Excerpted records:
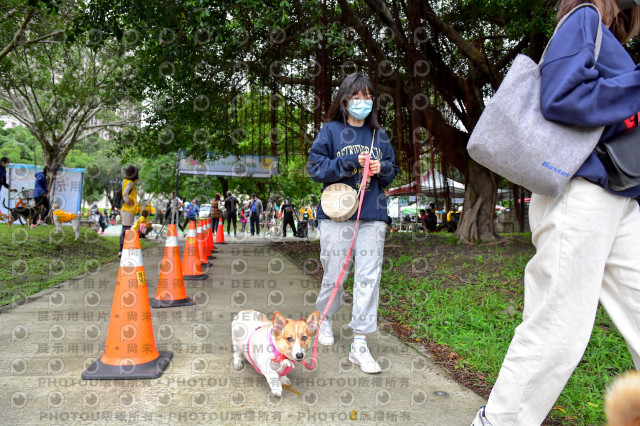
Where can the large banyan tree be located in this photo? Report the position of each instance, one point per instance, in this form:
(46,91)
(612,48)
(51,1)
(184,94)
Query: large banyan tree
(258,76)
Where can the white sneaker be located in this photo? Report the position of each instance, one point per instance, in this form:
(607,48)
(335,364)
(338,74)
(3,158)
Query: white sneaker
(325,334)
(359,354)
(480,419)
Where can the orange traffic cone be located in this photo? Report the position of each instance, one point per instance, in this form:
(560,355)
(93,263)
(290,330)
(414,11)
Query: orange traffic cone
(213,246)
(130,351)
(209,234)
(207,242)
(191,265)
(220,233)
(202,244)
(171,292)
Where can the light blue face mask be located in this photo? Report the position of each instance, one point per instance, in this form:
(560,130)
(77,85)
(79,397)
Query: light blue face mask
(359,109)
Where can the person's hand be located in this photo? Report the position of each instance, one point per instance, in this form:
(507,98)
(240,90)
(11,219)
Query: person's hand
(362,158)
(374,167)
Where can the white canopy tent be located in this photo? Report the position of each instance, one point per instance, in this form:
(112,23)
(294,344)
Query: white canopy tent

Exercise aim: Arrange the records above as a JSON list of strings, with one string for each line. Leave out blank lines and the pictures.

The response:
[
  "Where can the large banyan tree be located in this photo? Report the position of each instance, one point per instance, in this form:",
  "(46,91)",
  "(612,48)",
  "(51,1)",
  "(184,94)",
  "Query: large banyan tree",
  "(258,76)",
  "Where can the white sneaker be located in this photo? Report the position of each instance, one point per instance, in this form:",
  "(607,48)",
  "(335,364)",
  "(338,74)",
  "(3,158)",
  "Query: white sneaker",
  "(325,334)",
  "(359,354)",
  "(480,419)",
  "Where can the orange traffic cone be located in this photo? Report the position of each instance, one point per instance, in this form:",
  "(560,355)",
  "(93,263)",
  "(290,330)",
  "(414,11)",
  "Query: orange traffic cone",
  "(213,246)",
  "(130,351)",
  "(209,234)",
  "(207,242)",
  "(191,265)",
  "(220,233)",
  "(202,244)",
  "(171,292)",
  "Where can the light blue face mask be located in this photo? Report the position of each instance, one point per instance, in this form:",
  "(560,130)",
  "(77,85)",
  "(79,397)",
  "Query: light blue face mask",
  "(359,109)",
  "Where can the person's hand be located in this photo? Report the position of each instance, one point per instance, in this form:",
  "(507,98)",
  "(240,90)",
  "(11,219)",
  "Query: person's hand",
  "(362,158)",
  "(374,167)",
  "Where can the white canopy tent be located in this photo? Report the position of each instance, one point per instance, in this form:",
  "(112,23)",
  "(294,344)",
  "Query: white canopy tent"
]